The alert fired at 11:47 AM on a Tuesday. Not a security alert. A latency alert.
A CX agent handling billing inquiries had drifted from its usual 1.8-second response time to 18 seconds. Customers were waiting. The on-call engineer traced it to a change from two days earlier. Someone had bumped the conversation history window from 20 turns to unlimited, to "give the agent more context."
It had more context. It was also slower, more confused, and twice as expensive to run per call.
The fix took ten minutes. Cap the history. Add a retrieval layer. The insight took longer to internalize. The context window isn't a place to store information. It's a place to reason about information you've already selected. That distinction is the difference between an agent that performs in production and one that doesn't.
Your Context Window Is Not a Database
The context window is fast, volatile working memory for a single inference call. It clears when the call ends. Every token you load into it costs money at inference time. And past a certain density, more tokens actively hurt performance. They don't help it.
That last point is the one most teams don't believe until they see it in their own data.
The LoCoMo benchmark, a long-form conversational memory dataset designed to stress-test agent recall across extended interactions, ran a controlled comparison. The full-context baseline stuffed roughly 26,000 tokens per query into the window. It scored 72.9% accuracy with a p95 latency of 17.12 seconds. A two-layer memory architecture that retrieved and loaded roughly 6,956 tokens scored 91.6% accuracy with a p95 latency of 1.44 seconds.
That's 18.7 percentage points of accuracy gain, 4x fewer tokens used, and 91% lower tail latency. Smaller context outperformed bigger context, decisively.
| Approach | Tokens per query | Accuracy | p95 latency |
|---|---|---|---|
| Full-context baseline | ~26,000 | 72.9% | 17.12s |
| Two-layer memory | ~6,956 | 91.6% | 1.44s |
The reason is attention. Transformer models don't process all tokens equally. Attention heads allocate capacity across the full context, and that allocation degrades as the window fills with noise. When the window is cluttered with redundant history, partial tool results, and marginally relevant documents, the signal you actually need gets buried. You're not giving the model more information to work with. You're making it harder to find what matters.

• [Objective 1]
List the three things that the passage on agent context windows says can clutter the window and bury the signal the model needs.

(Named-object pointing records)

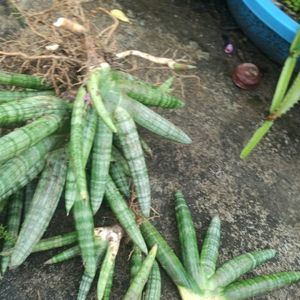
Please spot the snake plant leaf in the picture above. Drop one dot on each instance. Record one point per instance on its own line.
(137, 285)
(259, 285)
(238, 266)
(210, 250)
(93, 87)
(154, 122)
(187, 236)
(153, 287)
(25, 81)
(149, 96)
(291, 98)
(167, 258)
(134, 154)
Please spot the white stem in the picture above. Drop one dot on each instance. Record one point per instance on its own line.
(171, 63)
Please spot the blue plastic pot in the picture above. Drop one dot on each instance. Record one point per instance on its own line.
(271, 29)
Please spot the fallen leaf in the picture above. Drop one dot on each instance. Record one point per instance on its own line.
(119, 15)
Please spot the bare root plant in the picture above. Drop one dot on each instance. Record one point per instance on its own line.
(60, 54)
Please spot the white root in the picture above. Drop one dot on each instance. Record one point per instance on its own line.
(69, 25)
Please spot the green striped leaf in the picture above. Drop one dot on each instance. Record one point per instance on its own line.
(259, 285)
(187, 236)
(210, 251)
(137, 285)
(238, 266)
(43, 206)
(124, 215)
(154, 122)
(133, 152)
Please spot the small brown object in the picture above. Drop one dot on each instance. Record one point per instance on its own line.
(246, 76)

• [Objective 2]
Turn the lines of the records into a numbered list with blank lines omitted. Start with the line containing "Please spot the small" and continue through the end of the records.

• [Worked solution 1]
- Redundant history
- Partial tool results
- Marginally relevant documents

• [Worked solution 2]
1. Please spot the small brown object in the picture above. Drop one dot on each instance. Record one point per instance on its own line.
2. (246, 76)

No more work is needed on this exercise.